— Begin DATA PROVIDED —

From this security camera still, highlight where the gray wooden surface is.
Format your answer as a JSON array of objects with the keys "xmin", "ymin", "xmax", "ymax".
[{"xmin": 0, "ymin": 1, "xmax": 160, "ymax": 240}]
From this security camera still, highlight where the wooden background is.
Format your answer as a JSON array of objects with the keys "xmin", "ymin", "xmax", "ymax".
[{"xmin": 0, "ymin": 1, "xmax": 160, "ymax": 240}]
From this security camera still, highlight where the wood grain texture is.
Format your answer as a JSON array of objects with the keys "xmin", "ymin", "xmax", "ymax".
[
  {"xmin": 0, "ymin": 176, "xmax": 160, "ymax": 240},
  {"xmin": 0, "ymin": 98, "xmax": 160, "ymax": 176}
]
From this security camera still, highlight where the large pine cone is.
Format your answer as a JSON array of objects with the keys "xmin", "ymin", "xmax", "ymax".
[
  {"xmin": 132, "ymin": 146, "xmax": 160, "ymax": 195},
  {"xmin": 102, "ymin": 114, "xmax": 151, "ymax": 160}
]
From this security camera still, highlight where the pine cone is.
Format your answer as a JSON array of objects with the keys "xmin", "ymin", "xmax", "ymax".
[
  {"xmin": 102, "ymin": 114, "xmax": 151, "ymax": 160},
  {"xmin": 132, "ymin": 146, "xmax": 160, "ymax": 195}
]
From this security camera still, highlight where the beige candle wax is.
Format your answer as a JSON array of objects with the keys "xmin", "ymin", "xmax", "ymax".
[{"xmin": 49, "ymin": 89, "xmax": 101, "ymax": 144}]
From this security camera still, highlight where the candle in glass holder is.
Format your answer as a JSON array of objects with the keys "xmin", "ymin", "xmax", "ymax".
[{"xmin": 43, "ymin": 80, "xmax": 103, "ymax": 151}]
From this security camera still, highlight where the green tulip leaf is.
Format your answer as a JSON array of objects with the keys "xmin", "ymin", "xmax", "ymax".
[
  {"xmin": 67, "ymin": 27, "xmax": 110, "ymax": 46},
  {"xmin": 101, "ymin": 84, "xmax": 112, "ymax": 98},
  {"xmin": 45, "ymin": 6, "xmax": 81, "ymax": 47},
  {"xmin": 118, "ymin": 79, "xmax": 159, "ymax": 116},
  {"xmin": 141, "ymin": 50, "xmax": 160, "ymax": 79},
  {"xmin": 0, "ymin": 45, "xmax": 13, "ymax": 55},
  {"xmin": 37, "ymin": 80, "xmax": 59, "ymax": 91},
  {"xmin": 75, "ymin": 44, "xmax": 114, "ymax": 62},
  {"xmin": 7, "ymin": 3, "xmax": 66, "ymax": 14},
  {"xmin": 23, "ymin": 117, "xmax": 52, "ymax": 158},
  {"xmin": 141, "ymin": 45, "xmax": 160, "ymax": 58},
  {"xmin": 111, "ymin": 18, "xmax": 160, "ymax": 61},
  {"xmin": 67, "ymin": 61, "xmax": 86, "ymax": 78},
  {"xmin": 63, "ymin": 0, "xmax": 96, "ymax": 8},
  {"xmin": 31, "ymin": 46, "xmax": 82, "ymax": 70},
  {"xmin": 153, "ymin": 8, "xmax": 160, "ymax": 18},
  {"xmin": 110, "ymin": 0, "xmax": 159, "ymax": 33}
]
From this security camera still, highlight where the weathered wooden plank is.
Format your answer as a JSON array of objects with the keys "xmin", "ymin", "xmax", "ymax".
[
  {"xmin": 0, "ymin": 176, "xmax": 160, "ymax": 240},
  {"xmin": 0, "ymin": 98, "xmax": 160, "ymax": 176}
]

— End DATA PROVIDED —

- **WHAT THIS TASK INVOLVES**: Rewrite the entries from the line containing "From this security camera still, highlight where the candle" through the end of the entries, both ends included, and shift every bounding box coordinate in the answers by adding 98 to it. Leave all other text unchanged.

- **FULL RESPONSE**:
From this security camera still, highlight where the candle in glass holder is.
Format your answer as a JSON array of objects with the keys "xmin", "ymin", "xmax", "ymax".
[{"xmin": 141, "ymin": 178, "xmax": 201, "ymax": 249}]
From this security camera still, highlight where the green tulip leaf is.
Format your answer as a JSON array of objects with the keys "xmin", "ymin", "xmax", "ymax".
[
  {"xmin": 165, "ymin": 125, "xmax": 208, "ymax": 144},
  {"xmin": 199, "ymin": 182, "xmax": 210, "ymax": 196},
  {"xmin": 143, "ymin": 104, "xmax": 179, "ymax": 145},
  {"xmin": 216, "ymin": 177, "xmax": 257, "ymax": 214},
  {"xmin": 239, "ymin": 148, "xmax": 258, "ymax": 177},
  {"xmin": 98, "ymin": 143, "xmax": 111, "ymax": 153},
  {"xmin": 135, "ymin": 178, "xmax": 157, "ymax": 189},
  {"xmin": 173, "ymin": 142, "xmax": 212, "ymax": 160},
  {"xmin": 105, "ymin": 101, "xmax": 164, "ymax": 112},
  {"xmin": 121, "ymin": 215, "xmax": 150, "ymax": 256},
  {"xmin": 239, "ymin": 143, "xmax": 258, "ymax": 156},
  {"xmin": 209, "ymin": 116, "xmax": 258, "ymax": 159},
  {"xmin": 165, "ymin": 159, "xmax": 184, "ymax": 176},
  {"xmin": 161, "ymin": 98, "xmax": 194, "ymax": 106},
  {"xmin": 129, "ymin": 144, "xmax": 180, "ymax": 168},
  {"xmin": 251, "ymin": 106, "xmax": 258, "ymax": 116},
  {"xmin": 208, "ymin": 98, "xmax": 257, "ymax": 131}
]
From this security camera still, highlight where the weathered wooden plank is.
Format your answer as a JSON array of objects with the keys "xmin", "ymin", "xmax", "ymax".
[
  {"xmin": 98, "ymin": 274, "xmax": 258, "ymax": 338},
  {"xmin": 98, "ymin": 196, "xmax": 258, "ymax": 274}
]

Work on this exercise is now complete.